━━ Data for the task

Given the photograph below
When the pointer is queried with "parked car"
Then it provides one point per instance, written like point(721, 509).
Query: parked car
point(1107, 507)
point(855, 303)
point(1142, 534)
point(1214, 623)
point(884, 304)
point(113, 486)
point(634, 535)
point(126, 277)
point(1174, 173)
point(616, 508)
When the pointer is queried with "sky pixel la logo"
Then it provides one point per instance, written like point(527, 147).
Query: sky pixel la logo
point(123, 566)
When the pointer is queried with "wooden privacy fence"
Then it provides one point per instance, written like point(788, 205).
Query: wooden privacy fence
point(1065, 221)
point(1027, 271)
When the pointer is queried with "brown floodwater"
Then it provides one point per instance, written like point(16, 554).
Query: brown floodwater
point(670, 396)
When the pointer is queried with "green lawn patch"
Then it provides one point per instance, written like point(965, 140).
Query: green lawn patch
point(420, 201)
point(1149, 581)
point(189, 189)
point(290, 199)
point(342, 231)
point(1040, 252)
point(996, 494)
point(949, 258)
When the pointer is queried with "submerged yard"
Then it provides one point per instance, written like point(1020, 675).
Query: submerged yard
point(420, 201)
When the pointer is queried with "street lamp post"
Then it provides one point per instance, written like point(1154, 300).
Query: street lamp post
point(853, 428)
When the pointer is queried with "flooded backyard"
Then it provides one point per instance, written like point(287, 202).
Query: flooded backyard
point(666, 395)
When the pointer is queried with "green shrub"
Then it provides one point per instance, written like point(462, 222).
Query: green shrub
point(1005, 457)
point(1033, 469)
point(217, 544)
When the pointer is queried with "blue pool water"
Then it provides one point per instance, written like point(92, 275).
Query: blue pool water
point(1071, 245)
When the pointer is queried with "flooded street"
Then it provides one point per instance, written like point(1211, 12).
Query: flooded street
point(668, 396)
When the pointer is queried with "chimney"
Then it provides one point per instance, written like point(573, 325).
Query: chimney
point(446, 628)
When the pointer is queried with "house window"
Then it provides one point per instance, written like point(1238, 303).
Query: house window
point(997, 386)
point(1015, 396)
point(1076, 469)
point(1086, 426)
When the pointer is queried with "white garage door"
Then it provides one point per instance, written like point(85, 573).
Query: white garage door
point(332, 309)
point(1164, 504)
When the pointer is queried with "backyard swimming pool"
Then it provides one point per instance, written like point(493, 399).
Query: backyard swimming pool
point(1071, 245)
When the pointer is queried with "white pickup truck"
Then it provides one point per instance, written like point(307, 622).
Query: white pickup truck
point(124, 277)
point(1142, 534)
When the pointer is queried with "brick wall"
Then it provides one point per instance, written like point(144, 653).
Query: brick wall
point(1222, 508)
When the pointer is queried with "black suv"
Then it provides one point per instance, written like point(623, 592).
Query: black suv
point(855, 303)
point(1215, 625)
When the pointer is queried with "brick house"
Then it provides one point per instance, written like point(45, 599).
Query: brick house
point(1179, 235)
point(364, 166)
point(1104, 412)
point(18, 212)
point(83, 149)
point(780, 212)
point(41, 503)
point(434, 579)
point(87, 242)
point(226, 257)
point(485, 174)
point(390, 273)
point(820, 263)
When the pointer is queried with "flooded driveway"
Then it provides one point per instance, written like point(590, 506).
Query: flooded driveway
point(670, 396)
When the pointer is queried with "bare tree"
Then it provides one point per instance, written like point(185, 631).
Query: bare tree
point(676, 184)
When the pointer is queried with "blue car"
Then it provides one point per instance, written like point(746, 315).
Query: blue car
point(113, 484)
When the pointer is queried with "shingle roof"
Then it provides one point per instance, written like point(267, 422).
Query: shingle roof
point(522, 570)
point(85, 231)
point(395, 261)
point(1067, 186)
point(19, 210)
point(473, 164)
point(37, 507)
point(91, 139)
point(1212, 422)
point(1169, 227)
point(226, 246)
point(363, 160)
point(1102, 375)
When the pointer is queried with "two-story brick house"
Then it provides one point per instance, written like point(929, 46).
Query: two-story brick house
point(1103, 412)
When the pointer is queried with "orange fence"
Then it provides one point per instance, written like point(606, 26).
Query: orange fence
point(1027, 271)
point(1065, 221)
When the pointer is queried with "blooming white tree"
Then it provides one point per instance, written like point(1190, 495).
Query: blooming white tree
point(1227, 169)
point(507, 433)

━━━━
━━ Data for the task

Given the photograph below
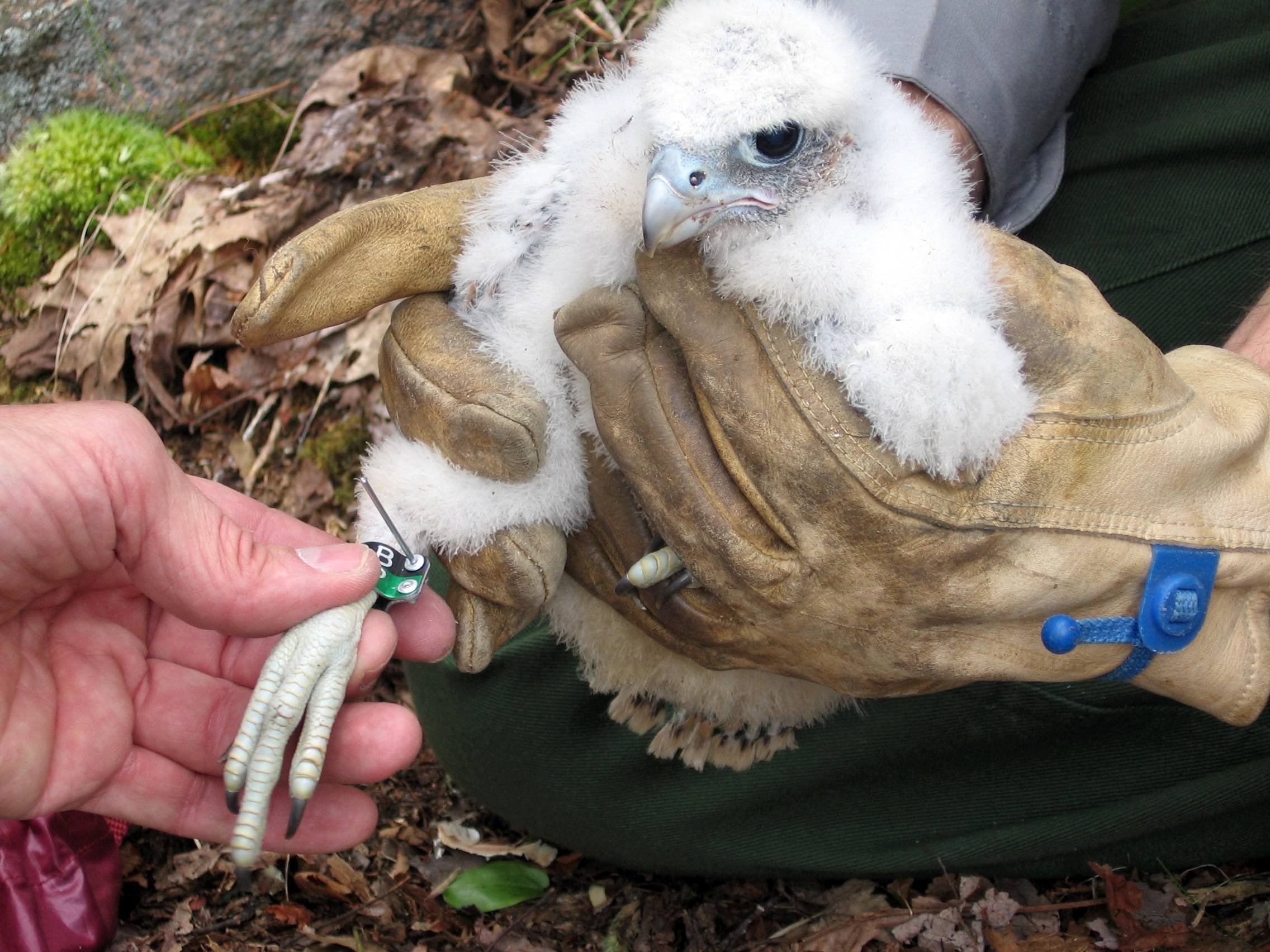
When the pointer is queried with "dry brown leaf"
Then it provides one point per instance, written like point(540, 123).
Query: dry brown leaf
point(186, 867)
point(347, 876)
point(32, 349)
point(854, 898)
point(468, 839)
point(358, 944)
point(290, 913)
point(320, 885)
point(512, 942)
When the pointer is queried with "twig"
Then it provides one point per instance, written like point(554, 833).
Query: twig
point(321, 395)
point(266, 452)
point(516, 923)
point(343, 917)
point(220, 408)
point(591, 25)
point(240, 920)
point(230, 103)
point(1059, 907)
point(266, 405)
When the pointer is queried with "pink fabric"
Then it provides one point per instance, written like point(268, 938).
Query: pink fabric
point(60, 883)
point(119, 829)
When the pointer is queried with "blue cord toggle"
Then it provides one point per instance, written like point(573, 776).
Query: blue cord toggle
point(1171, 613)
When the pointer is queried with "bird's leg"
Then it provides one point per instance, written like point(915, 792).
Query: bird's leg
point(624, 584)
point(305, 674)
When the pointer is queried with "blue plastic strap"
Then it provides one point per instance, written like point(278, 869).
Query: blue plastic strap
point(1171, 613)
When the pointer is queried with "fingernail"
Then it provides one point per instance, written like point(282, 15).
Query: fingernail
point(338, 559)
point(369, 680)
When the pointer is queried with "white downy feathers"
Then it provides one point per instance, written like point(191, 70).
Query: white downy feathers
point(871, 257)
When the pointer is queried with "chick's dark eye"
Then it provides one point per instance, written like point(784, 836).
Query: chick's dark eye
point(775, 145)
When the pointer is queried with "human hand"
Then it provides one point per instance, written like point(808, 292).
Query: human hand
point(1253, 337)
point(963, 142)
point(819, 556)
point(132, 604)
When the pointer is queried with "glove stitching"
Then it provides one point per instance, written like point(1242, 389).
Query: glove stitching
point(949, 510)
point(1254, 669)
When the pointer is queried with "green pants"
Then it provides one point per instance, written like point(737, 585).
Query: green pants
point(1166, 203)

━━━━

**Work to complete:** List each line from the entries above that includes the word "pants".

**Task answer:**
When the pointer is queried with "green pants"
Query: green pants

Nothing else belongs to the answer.